● Records supplied:
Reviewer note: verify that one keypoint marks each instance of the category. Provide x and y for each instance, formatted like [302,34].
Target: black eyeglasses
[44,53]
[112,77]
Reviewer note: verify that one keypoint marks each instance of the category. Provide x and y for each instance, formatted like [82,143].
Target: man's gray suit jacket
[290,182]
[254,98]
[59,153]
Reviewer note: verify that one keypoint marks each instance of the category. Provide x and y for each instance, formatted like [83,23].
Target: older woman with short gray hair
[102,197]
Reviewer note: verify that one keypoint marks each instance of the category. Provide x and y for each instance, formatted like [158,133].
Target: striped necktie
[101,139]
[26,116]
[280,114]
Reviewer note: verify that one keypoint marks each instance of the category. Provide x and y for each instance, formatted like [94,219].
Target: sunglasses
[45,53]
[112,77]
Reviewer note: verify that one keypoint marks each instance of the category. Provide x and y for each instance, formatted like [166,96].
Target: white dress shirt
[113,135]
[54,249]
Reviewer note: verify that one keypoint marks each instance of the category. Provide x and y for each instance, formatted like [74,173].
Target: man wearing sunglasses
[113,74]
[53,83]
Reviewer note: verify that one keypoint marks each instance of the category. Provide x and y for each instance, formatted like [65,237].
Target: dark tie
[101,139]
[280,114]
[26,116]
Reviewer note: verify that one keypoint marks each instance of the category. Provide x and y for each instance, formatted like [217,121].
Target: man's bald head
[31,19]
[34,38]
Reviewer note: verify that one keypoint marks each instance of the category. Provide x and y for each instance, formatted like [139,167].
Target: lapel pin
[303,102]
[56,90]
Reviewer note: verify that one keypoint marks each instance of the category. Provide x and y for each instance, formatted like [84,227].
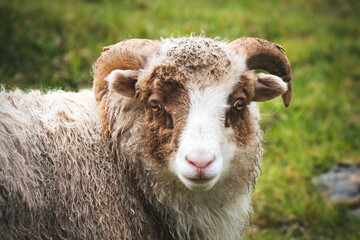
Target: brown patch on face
[240,119]
[166,111]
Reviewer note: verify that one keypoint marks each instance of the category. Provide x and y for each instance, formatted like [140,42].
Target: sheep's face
[197,97]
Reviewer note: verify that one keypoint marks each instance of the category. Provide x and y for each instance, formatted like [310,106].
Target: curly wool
[62,177]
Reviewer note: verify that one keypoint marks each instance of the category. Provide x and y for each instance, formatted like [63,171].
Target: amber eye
[155,106]
[239,104]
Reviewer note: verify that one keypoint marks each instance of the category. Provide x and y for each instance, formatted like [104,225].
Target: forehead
[195,62]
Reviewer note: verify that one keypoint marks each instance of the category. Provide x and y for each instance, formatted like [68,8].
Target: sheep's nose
[200,162]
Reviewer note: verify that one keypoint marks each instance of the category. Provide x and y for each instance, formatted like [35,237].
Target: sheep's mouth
[200,180]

● Problem to solve:
Copy word for word the entries from the line with "formatted like [68,8]." through the end of the entries.

● Answer in full:
Reviewer note: verify that one keypoint marks each instance of the category. Provide x and y for each instance, formatted like [68,8].
Target: sheep's nose
[200,162]
Reviewer note: verify that one keypoint marks each instance of the category. Provide x and y for each instance, formatted like [35,237].
Target: sheep's mouth
[200,180]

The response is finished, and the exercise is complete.